__Aim__: Render every line of the material below as a numbered list, leaving out any blank lines.

--- start Input rows ---

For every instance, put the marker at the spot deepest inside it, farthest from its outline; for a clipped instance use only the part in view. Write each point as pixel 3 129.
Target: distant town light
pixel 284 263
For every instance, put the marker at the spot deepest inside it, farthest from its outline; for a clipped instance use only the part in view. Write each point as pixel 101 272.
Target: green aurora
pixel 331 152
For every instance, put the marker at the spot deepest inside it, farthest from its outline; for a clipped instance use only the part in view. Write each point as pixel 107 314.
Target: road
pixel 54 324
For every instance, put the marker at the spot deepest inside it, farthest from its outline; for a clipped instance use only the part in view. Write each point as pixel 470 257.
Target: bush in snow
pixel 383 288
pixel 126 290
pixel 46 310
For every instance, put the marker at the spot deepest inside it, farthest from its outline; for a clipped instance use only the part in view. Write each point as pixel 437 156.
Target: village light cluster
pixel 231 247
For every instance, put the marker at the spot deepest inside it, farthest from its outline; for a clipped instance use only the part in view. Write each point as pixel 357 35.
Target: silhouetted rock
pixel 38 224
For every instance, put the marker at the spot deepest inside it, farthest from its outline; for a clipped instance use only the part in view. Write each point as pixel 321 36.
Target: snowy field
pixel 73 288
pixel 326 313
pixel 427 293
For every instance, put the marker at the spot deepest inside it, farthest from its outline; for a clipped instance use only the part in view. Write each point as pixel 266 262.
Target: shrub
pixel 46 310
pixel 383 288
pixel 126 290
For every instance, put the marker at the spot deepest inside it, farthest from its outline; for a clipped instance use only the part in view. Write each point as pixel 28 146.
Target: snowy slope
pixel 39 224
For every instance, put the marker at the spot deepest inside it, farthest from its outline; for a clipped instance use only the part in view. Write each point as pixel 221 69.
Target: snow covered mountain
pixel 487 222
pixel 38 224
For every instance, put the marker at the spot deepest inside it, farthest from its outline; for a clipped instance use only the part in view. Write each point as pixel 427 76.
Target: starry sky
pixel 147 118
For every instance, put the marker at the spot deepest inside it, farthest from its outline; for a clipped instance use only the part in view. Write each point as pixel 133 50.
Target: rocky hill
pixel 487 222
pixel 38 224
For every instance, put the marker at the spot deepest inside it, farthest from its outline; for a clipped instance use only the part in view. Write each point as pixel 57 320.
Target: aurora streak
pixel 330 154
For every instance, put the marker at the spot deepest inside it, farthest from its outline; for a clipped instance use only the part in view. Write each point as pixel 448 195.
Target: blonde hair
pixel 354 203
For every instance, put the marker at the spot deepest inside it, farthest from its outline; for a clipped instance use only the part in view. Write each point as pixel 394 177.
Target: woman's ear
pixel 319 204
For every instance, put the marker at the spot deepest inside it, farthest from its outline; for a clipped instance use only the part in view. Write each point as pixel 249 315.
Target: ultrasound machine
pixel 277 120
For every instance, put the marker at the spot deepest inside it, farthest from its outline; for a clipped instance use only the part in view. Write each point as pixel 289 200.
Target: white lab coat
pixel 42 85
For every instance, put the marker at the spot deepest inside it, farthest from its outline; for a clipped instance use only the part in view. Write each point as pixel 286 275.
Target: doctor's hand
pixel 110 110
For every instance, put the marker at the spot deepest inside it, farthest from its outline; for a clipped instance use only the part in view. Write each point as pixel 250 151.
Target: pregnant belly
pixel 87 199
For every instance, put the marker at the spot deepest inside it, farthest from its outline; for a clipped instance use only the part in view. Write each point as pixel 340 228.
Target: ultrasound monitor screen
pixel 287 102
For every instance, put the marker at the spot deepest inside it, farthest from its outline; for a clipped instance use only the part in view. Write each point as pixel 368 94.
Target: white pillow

--- end Input rows ---

__Exercise response__:
1. For every instance, put the marker at the spot deepest inside it, farthest from its outline; for a clipped instance use only the part in view. Write each point as pixel 3 129.
2. Target: distant town light
3. pixel 284 263
4. For every instance, put the marker at the spot deepest inside it, farthest from its outline; for a clipped instance use only the part in view. Write each point as pixel 101 272.
5. Target: green aurora
6. pixel 331 152
7. For every instance, put the marker at the spot deepest inside it, farthest from its outline; for a clipped instance use only the part in view. Write each point as pixel 107 314.
8. Target: road
9. pixel 54 324
10. For every instance, put the marker at the spot deepest inside it, farthest from its outline; for a clipped instance use only the part in view. Write each point as pixel 470 257.
11. Target: bush in snow
12. pixel 383 288
13. pixel 126 290
14. pixel 46 310
15. For every instance, put the marker at the spot deepest inside it, farthest from its outline; for a clipped instance use only the part in view. Write each point as pixel 437 156.
16. Target: village light cluster
17. pixel 231 247
18. For every instance, put the marker at the spot deepest inside it, farthest from its outline; for a clipped instance use only the part in view. Write each point as pixel 357 35.
19. Target: silhouetted rock
20. pixel 38 224
21. For every instance, put the marker at the spot deepest inside it, farthest from its outline; for a clipped instance use only the part in view. Write each point as pixel 321 36.
22. Target: snowy field
23. pixel 73 288
24. pixel 326 313
25. pixel 427 293
26. For every instance, put the marker at the spot deepest inside it, farthest from its outline; for a clipped instance use only the part in view. Write each point as pixel 266 262.
27. Target: shrub
28. pixel 46 310
29. pixel 383 288
30. pixel 126 290
31. For every instance, put the marker at the spot deepest inside it, farthest from its outline; for a clipped instance use only the part in view. Write each point as pixel 28 146.
32. Target: snowy slope
33. pixel 39 224
34. For every instance, put the marker at the spot deepest inside it, farthest from its outline; for a clipped instance use only the part in view. Write each point as pixel 221 69.
35. Target: snow covered mountain
36. pixel 487 222
37. pixel 38 224
38. For every instance, put the marker at the spot deepest inside it, farthest from its outline; for a clipped instance use only the part in view. Write each point as pixel 427 76.
39. Target: starry sky
40. pixel 147 118
41. For every instance, put the marker at the spot deepest inside it, farthest from its outline; for a clipped instance use only the part in view. Write each point as pixel 133 50.
42. Target: rocky hill
43. pixel 487 222
44. pixel 38 224
45. For every instance, put the marker at the spot deepest inside it, farthest from its outline; for a clipped instance use only the part in view. Write each point as pixel 57 320.
46. Target: aurora streak
47. pixel 330 154
48. For every instance, put the marker at the spot deepest inside it, farthest from its outline; for a clipped instance use only the part in view. Write each point as pixel 448 195.
49. Target: blonde hair
50. pixel 354 203
51. For every instance, put the marker at the spot deepest inside it, farthest from its outline; for a clipped instance use only the part in view. Write each point as pixel 394 177.
52. Target: woman's ear
53. pixel 319 204
54. For every instance, put the marker at the spot deepest inside it, farthest from its outline; for a clipped instance use only the part in view. Write each point as pixel 249 315.
55. Target: ultrasound machine
56. pixel 277 120
57. For every instance, put the marker at the spot deepest inside it, farthest from its outline; for a clipped instance use only the part in view. Write each point as pixel 289 200.
58. Target: white lab coat
59. pixel 42 85
60. For every instance, put the marker at the spot deepest inside it, farthest from its outline; for a clipped instance use only the part in view. Write each point as pixel 286 275.
61. Target: doctor's hand
62. pixel 110 110
63. For every instance, put the marker at the spot deepest inside it, farthest from its outline; for a clipped instance use only the part in view. Write each point as pixel 250 151.
64. Target: pregnant belly
65. pixel 87 199
66. For every instance, put the marker at the spot deepest inside it, farthest from its outline; for a clipped instance use only the part in view. Write each point as pixel 340 228.
67. Target: ultrasound monitor screen
68. pixel 287 102
69. For every instance, put the marker at the spot deepest inside it, farthest from its outline; for a clipped instance use only the part in view. Write each point as pixel 368 94.
70. Target: white pillow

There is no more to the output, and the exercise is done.